## BRIEF
Starting at the line that contains "In this exercise you will identify every instance of the stacked" and continuing through the end of the material below, format each line as an item in a numbered list, skipping any blank lines.
----- MATERIAL
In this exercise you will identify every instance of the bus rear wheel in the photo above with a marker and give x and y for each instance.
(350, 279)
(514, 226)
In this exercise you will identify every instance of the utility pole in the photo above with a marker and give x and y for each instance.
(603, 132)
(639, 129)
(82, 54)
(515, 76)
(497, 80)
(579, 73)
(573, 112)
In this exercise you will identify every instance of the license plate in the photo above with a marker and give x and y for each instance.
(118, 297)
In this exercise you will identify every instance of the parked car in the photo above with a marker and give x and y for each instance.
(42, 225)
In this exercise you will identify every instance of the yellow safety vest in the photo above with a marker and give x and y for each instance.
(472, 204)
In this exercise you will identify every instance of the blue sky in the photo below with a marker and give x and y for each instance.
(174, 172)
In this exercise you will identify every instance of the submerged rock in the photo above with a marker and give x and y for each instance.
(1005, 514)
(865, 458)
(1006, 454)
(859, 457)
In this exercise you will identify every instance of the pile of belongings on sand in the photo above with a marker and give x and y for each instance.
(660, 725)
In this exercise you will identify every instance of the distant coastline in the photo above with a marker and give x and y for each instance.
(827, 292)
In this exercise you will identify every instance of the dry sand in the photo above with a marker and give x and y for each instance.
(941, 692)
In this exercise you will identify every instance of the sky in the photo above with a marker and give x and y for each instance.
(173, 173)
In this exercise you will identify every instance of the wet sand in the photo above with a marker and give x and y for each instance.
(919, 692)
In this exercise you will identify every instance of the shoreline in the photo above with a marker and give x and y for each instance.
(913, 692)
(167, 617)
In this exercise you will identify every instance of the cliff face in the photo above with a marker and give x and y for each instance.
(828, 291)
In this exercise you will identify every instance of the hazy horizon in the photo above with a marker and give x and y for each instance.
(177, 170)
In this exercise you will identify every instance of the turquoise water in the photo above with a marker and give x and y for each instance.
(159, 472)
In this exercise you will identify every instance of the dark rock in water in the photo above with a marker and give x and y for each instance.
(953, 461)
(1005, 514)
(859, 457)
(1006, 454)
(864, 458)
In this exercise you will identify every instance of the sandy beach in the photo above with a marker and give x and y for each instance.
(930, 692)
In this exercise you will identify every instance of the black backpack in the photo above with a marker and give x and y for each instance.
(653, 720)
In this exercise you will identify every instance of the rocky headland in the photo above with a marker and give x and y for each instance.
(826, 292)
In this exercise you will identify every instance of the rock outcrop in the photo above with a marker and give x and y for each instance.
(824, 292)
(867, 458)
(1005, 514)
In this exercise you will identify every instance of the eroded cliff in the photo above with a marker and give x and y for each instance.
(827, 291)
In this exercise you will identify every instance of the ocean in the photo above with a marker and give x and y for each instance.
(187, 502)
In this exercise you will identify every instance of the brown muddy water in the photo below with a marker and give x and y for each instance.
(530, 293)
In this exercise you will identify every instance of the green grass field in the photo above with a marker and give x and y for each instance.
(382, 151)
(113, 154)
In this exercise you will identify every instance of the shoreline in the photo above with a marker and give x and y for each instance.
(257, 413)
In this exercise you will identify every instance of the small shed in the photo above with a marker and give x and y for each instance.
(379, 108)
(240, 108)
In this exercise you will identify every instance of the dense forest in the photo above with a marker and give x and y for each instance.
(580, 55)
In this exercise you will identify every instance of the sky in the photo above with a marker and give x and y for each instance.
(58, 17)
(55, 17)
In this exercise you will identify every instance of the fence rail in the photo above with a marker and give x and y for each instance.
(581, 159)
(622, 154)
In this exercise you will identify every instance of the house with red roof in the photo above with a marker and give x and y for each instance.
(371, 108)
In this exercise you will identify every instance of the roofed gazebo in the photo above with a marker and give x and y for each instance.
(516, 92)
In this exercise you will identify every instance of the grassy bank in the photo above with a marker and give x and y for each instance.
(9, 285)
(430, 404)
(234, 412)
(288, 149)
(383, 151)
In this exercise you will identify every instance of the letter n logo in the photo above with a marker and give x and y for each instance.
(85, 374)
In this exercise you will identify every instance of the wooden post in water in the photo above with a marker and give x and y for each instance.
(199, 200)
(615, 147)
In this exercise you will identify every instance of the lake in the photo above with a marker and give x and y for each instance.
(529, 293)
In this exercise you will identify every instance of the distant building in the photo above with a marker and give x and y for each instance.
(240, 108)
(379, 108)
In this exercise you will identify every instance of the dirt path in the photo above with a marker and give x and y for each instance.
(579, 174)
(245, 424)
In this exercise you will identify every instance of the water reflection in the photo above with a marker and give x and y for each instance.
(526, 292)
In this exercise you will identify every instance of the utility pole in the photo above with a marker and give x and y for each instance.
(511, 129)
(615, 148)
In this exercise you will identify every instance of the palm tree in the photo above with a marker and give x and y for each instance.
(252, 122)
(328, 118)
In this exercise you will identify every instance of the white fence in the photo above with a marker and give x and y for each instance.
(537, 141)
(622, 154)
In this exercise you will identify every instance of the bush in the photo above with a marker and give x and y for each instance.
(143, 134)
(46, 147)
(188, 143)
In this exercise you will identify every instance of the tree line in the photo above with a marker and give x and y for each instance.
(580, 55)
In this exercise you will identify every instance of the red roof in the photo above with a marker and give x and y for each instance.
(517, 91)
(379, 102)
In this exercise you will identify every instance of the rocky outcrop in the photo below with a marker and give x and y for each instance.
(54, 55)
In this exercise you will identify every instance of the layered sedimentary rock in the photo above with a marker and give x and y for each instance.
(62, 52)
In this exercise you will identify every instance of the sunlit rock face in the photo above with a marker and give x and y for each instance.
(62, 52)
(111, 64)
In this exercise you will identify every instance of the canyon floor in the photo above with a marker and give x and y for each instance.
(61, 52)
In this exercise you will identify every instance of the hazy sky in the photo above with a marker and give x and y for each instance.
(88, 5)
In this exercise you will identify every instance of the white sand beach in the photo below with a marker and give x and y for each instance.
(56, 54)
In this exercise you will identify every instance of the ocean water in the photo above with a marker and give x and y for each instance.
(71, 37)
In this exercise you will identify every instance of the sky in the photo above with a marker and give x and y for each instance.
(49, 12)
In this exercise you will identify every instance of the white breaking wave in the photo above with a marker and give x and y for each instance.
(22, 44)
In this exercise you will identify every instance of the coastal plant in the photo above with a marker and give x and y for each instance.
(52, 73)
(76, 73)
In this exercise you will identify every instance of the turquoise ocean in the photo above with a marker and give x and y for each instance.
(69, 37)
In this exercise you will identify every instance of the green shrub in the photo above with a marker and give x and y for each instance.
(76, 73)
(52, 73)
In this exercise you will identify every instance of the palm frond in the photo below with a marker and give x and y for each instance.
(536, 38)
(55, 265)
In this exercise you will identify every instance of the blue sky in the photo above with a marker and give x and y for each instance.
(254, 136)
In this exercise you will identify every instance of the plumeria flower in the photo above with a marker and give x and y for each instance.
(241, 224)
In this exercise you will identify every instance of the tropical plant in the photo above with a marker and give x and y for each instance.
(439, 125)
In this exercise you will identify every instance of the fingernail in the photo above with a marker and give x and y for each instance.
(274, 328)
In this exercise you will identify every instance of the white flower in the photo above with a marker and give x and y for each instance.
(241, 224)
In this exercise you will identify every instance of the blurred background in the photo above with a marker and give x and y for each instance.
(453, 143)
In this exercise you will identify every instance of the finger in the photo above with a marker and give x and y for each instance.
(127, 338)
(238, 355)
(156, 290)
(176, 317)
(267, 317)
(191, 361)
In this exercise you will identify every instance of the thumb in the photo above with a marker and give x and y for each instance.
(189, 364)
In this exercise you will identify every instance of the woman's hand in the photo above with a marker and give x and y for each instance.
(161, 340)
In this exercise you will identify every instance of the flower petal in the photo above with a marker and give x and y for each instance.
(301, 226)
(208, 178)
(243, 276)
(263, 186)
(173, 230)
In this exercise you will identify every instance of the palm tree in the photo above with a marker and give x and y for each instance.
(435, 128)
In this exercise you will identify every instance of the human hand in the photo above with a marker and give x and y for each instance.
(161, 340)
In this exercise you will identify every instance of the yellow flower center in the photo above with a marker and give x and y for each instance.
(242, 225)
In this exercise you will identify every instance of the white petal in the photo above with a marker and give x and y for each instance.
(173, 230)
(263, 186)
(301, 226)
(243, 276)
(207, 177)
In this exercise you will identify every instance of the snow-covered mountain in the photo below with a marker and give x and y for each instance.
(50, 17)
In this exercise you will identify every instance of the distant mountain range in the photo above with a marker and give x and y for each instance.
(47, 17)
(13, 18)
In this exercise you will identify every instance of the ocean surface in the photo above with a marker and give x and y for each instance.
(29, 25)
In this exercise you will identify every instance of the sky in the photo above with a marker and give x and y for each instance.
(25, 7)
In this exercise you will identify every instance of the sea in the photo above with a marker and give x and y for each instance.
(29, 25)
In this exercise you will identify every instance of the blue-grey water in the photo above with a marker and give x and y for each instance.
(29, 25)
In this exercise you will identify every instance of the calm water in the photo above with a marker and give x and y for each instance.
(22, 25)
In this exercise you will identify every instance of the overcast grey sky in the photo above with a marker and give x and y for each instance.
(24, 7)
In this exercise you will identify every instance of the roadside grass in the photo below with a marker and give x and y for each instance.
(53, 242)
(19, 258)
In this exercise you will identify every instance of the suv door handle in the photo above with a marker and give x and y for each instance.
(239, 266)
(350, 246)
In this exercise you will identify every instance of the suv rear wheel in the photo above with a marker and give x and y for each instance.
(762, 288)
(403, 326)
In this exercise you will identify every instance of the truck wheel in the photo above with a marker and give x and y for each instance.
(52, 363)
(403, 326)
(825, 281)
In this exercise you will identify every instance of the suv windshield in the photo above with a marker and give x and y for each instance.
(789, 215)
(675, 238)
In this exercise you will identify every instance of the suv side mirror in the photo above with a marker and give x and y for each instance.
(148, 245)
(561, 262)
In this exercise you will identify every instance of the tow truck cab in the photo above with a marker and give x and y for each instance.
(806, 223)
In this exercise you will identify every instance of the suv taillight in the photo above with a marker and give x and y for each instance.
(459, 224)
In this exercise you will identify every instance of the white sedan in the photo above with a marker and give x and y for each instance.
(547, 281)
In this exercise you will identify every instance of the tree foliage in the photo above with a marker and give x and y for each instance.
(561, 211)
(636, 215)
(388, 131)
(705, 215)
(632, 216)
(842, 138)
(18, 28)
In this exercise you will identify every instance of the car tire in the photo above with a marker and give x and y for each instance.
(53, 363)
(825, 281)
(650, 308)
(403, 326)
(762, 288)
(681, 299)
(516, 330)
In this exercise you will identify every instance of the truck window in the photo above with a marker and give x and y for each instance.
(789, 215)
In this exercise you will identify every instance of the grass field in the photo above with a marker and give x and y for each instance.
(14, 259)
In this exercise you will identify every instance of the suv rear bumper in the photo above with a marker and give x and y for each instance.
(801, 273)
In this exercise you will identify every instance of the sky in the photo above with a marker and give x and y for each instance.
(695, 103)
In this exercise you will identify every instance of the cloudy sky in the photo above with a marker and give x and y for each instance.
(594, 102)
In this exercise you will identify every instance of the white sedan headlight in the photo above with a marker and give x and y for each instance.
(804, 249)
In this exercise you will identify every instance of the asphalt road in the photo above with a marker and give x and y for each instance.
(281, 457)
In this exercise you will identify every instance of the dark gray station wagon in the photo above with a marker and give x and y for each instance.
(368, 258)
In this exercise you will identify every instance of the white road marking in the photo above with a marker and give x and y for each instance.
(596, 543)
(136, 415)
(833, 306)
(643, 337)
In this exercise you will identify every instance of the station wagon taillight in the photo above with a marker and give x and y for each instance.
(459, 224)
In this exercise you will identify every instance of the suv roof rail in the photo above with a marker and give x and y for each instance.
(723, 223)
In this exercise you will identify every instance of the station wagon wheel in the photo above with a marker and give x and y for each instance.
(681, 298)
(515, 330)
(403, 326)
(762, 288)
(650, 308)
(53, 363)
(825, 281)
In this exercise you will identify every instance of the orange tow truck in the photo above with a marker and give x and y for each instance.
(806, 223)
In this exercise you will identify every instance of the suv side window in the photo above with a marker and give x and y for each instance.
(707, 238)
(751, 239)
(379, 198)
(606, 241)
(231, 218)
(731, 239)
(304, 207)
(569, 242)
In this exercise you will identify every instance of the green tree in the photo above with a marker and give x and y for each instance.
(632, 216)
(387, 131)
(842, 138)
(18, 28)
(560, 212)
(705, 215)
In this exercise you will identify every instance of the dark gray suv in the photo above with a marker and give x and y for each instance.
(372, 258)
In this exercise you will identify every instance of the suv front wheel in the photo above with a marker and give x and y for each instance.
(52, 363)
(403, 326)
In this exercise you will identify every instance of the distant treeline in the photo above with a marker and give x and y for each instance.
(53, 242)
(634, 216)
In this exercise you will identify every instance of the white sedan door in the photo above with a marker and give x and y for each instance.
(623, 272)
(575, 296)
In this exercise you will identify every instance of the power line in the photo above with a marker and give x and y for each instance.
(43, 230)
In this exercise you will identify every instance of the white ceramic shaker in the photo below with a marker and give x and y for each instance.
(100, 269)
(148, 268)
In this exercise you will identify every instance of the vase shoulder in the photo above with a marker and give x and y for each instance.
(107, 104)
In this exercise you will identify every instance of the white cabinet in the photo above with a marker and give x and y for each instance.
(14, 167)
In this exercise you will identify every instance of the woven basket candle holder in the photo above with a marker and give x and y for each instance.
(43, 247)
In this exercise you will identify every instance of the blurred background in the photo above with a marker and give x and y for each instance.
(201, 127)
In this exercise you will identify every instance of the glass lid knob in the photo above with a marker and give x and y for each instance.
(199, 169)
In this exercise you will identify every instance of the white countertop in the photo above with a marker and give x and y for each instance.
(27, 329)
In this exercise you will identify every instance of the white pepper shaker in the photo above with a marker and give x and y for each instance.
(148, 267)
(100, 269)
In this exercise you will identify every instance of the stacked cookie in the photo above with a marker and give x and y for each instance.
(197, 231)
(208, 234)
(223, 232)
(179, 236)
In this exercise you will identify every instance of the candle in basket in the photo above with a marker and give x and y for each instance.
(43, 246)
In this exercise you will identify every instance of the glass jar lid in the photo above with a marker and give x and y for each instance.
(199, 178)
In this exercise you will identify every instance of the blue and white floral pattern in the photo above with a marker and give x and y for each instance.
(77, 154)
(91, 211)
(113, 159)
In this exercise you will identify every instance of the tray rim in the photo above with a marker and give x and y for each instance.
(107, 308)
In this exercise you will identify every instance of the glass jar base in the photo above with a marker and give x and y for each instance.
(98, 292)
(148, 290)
----------
## WRITTEN ANSWER
1. In this exercise you will identify every instance of the stacked cookie in the photo above with a marker and give x and y for each instance.
2. (197, 231)
3. (208, 234)
4. (223, 232)
5. (179, 236)
6. In this exercise you will identify every instance of the candle in basket in the photo above with a marker and give x and y for each instance.
7. (43, 246)
8. In this exercise you will identify every instance of the glass jar lid in the photo above with a marker and give x and y for each instance.
9. (199, 178)
10. In this exercise you will identify every instance of the blue and white floral pattern in the photo above with a marker and give x and y for each instance.
11. (77, 154)
12. (91, 211)
13. (113, 159)
14. In this exercise you will identify every instance of the tray rim in the photo above with a marker and give x and y for each instance.
15. (107, 308)
16. In this exercise you will identify every instance of the glass jar base in the photo above with a marker and give x and y for each instance.
17. (98, 292)
18. (148, 290)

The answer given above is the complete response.